-------- SOURCE MATERIAL
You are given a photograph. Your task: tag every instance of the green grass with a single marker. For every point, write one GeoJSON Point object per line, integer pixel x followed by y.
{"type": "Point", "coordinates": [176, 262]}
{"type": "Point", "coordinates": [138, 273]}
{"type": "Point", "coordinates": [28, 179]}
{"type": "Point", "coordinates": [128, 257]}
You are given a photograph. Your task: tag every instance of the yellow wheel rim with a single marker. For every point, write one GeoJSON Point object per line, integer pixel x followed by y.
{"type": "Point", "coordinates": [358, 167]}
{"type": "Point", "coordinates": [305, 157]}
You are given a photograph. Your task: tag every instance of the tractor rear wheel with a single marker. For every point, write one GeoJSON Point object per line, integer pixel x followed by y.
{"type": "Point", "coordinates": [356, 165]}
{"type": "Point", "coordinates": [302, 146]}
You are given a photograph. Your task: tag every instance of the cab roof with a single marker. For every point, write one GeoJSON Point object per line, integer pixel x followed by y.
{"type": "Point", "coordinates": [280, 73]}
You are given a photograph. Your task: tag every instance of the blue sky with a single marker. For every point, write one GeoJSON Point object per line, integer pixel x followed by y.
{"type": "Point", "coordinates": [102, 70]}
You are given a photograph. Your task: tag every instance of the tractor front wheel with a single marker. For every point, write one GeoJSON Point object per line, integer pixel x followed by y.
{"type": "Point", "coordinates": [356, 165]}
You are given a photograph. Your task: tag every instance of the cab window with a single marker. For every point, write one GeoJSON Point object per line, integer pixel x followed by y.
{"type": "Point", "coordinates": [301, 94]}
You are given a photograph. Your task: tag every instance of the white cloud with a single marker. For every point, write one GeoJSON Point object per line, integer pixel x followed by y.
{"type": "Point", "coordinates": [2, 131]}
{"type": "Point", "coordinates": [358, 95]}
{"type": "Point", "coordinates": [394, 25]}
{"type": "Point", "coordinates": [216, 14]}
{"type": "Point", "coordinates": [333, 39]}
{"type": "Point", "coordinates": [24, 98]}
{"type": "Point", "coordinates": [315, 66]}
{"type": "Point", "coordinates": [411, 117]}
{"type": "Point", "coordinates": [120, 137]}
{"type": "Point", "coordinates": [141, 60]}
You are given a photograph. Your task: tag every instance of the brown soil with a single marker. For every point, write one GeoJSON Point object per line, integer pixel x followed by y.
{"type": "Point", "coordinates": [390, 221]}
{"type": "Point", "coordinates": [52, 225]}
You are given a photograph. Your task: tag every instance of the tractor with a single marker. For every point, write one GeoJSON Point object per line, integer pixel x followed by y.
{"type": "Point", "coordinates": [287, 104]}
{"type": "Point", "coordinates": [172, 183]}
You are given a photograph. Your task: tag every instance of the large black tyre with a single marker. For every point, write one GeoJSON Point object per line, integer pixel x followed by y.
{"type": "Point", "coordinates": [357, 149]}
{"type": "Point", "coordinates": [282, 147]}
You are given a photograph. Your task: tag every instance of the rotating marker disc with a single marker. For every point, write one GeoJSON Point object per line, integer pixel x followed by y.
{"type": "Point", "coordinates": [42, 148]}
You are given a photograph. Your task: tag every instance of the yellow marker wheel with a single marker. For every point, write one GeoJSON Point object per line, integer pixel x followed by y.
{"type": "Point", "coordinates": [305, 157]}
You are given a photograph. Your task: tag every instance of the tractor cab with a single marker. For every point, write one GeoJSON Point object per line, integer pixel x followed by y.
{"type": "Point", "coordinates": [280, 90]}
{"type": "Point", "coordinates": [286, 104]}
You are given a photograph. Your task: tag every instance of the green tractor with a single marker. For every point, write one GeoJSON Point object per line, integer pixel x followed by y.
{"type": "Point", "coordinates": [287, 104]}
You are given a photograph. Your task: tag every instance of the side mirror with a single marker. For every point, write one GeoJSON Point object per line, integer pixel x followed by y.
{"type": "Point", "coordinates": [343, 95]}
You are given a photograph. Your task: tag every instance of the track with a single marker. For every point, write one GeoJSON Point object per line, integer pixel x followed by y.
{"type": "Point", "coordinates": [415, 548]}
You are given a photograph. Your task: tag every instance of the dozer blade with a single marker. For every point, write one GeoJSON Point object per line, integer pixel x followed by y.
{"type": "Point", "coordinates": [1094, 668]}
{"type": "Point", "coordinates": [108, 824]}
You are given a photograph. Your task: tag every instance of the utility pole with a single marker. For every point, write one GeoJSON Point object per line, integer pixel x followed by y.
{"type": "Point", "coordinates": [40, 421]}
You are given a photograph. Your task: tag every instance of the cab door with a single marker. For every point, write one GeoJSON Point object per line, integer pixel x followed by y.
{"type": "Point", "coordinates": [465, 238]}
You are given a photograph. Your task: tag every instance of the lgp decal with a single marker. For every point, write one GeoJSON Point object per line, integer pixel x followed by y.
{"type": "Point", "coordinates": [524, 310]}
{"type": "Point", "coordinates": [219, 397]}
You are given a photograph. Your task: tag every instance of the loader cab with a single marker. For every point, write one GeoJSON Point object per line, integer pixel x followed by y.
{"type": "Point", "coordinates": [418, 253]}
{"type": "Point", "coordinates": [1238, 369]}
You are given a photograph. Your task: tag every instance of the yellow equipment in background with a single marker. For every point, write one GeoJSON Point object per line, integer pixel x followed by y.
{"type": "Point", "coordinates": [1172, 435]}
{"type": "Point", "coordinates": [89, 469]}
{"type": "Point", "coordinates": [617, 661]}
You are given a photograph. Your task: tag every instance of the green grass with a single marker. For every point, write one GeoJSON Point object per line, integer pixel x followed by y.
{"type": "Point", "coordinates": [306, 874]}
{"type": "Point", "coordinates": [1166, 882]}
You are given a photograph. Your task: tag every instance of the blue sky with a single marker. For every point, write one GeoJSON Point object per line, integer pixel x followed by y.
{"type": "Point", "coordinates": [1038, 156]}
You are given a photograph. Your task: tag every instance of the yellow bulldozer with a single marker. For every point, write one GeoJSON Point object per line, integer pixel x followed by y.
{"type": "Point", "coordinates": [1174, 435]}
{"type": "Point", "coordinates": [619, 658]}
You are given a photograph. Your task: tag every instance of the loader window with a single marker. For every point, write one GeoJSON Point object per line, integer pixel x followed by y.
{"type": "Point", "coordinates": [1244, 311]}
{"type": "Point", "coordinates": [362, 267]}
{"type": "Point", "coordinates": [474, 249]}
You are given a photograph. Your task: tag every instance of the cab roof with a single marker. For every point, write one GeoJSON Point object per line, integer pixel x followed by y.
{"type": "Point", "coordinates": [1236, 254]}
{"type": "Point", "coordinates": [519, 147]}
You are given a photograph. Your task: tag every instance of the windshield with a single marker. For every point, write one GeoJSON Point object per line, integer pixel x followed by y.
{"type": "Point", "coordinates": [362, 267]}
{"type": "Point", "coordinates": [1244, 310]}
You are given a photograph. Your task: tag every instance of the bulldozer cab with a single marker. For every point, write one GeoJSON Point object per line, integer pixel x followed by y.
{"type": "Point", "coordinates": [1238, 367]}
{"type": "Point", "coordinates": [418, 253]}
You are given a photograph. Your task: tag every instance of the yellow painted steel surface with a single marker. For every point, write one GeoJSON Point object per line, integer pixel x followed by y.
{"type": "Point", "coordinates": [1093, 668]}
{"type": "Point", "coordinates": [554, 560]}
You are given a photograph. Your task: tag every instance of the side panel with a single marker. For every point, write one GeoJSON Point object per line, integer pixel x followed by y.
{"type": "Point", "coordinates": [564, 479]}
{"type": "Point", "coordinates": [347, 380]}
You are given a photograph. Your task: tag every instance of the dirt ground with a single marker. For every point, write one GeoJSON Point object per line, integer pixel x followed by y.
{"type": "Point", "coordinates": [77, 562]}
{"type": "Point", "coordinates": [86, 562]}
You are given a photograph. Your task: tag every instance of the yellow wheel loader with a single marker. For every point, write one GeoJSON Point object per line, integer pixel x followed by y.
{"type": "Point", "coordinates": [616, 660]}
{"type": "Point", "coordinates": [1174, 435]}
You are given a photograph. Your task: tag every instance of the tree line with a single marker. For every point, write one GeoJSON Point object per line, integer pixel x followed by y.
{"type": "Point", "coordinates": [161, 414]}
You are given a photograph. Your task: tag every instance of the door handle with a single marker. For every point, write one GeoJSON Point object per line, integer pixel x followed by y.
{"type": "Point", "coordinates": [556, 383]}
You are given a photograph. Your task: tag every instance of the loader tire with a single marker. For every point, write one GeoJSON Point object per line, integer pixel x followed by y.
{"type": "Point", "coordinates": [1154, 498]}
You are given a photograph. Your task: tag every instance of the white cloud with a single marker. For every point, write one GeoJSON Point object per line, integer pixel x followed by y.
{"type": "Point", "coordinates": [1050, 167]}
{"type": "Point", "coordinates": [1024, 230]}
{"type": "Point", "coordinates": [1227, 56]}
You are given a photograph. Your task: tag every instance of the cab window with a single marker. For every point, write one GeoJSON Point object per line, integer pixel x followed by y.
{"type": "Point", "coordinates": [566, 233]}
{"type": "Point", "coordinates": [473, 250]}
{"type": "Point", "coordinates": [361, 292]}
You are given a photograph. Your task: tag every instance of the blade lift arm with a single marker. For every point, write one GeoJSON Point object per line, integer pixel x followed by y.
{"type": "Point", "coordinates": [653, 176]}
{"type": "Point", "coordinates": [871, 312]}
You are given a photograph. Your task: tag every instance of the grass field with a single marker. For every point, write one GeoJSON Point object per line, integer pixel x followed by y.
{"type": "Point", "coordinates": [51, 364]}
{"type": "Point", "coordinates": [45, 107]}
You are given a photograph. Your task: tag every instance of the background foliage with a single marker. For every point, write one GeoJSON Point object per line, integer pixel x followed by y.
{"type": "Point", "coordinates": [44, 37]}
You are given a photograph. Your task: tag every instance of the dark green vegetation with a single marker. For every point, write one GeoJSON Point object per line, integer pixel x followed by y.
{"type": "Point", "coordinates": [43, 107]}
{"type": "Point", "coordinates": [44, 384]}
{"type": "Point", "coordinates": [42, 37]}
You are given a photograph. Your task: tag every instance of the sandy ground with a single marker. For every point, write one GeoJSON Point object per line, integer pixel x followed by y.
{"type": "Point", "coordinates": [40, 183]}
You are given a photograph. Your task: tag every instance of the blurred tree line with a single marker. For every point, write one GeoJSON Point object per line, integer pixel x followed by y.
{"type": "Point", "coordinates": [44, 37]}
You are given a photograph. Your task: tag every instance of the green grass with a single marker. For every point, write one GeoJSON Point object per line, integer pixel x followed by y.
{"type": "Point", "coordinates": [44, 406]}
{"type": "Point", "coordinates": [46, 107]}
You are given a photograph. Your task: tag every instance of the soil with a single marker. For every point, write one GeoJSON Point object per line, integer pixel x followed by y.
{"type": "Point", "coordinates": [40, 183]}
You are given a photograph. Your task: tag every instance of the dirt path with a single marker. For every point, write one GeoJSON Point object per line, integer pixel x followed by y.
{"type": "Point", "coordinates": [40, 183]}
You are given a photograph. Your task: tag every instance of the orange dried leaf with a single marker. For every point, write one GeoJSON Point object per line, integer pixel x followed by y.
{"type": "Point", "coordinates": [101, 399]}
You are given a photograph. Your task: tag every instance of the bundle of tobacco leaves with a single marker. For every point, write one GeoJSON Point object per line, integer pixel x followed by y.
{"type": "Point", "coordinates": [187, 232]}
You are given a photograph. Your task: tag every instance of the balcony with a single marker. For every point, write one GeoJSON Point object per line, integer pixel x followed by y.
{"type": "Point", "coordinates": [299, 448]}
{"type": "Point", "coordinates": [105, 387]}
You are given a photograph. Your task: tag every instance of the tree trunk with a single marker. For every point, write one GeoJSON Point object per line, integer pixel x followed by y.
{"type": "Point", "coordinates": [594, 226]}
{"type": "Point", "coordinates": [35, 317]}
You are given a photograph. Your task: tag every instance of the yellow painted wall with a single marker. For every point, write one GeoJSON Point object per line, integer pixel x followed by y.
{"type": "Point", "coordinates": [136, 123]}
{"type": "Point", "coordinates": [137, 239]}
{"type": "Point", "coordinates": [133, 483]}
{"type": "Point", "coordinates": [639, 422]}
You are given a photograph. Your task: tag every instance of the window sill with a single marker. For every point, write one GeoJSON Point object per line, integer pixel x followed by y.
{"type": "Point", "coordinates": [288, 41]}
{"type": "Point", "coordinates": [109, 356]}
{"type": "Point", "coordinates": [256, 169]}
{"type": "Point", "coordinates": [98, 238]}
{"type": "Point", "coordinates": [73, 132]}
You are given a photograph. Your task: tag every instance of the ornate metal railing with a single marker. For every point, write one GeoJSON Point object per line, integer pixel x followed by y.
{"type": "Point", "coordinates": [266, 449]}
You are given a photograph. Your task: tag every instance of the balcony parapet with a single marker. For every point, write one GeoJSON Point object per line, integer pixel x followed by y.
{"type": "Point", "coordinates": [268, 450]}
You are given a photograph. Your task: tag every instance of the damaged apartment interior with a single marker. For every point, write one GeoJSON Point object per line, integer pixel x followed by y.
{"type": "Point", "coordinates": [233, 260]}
----------------
Each line from the line holding "of the window" through the end of the material above is to be printed exactly, both ends included, and no other line is to appear.

= SOLUTION FOR THIS PROBLEM =
You are given a photograph. Your task: tag every instance of the window sill with a single marker. For every point, write one GeoJSON Point object per line, integer pixel x followed by y.
{"type": "Point", "coordinates": [288, 41]}
{"type": "Point", "coordinates": [109, 356]}
{"type": "Point", "coordinates": [256, 169]}
{"type": "Point", "coordinates": [98, 238]}
{"type": "Point", "coordinates": [73, 132]}
You are given a photograph. Your task: tag every instance of the ornate metal railing with a single marker. For every point, write one GeoJSON Point object per line, integer pixel x followed by y.
{"type": "Point", "coordinates": [266, 449]}
You are given a photograph. Your task: tag every instance of the balcony parapet with a single marker. For every point, write one GeoJSON Point object per line, integer pixel x followed by y.
{"type": "Point", "coordinates": [268, 450]}
You are given a photograph. Your task: tag every instance of the damaged apartment interior with a single marker. For every point, write one GeoJSON Point object per line, integer pixel x followed by y.
{"type": "Point", "coordinates": [233, 260]}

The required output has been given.